__What you are asked to do__
Output the entries verbatim, including every line.

--- START Extracted entries ---

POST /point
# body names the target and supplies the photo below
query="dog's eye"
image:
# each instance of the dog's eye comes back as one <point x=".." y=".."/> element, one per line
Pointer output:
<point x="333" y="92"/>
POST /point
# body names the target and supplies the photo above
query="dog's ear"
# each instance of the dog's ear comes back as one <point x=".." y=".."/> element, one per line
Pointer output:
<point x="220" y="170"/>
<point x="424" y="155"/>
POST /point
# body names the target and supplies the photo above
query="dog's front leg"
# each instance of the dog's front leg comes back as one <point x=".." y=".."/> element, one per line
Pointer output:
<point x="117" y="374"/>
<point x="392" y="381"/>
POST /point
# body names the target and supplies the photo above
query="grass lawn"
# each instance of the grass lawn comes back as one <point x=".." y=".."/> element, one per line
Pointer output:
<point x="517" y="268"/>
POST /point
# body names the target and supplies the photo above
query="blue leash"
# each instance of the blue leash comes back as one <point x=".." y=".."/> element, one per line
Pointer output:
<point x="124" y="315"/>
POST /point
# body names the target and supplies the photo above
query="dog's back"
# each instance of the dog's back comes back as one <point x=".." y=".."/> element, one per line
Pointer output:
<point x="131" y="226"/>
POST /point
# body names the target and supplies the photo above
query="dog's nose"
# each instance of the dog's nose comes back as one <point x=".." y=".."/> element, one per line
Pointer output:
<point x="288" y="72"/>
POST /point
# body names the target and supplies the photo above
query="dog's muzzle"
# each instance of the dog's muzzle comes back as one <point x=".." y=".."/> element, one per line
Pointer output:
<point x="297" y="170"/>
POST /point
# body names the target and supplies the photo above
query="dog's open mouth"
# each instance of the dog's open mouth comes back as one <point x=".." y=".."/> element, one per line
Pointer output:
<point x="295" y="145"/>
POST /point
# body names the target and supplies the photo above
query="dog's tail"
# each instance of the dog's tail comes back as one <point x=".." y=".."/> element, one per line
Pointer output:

--- END Extracted entries ---

__Response for this exercise__
POST /point
# body names the target and supplies the photo below
query="dog's eye"
image:
# each instance of the dog's eye comes back as one <point x=".." y=".."/> element, one per line
Pointer output:
<point x="333" y="92"/>
POST /point
# body names the target and supplies the photo above
query="dog's ear"
# each instance of the dog's ear comes back as one <point x=".." y=".."/> element, one per line
Pointer output:
<point x="220" y="170"/>
<point x="424" y="155"/>
POST /point
# body names the target and supplies the photo above
query="dog's front leg"
# each instance of the dog's front leg comes back as one <point x=".." y=".."/> element, one per line
Pointer output:
<point x="117" y="374"/>
<point x="392" y="381"/>
POST /point
# body names the target and supplies the photo above
query="grass lawn"
# each instance of the grass lawn comes back as one <point x=".." y=".."/> element, one per line
Pointer output:
<point x="517" y="268"/>
POST /point
# body names the target and supplies the photo above
query="blue leash"
# each instance of the blue leash comes back as one <point x=".." y=".."/> element, one per line
Pointer output:
<point x="124" y="315"/>
POST /point
# body names the target and supplies the photo above
query="dog's back"
# each instance of the dog's back comes back as one <point x=".." y=".."/> element, one per line
Pointer output:
<point x="131" y="226"/>
POST /point
# body names the target and supplies the photo above
query="dog's nose"
# each instance of the dog's nose comes back as one <point x=".." y=".."/> element, one per line
Pointer output:
<point x="288" y="72"/>
POST /point
# body names the target and supplies the photo above
query="dog's muzzle"
# each instance of the dog's muzzle comes back as one <point x=".." y=".."/> element, one per line
Pointer output:
<point x="297" y="170"/>
POST /point
# body names the target and supplies the photo above
query="dog's open mouth"
# each instance of the dog's open mouth comes back as one <point x=".." y=".."/> element, one per line
Pointer output:
<point x="295" y="145"/>
POST /point
# body names the target and supplies the photo above
query="dog's tail"
# each instance of the dog's tail comes back as one <point x=".." y=".."/> element, one per line
Pointer output:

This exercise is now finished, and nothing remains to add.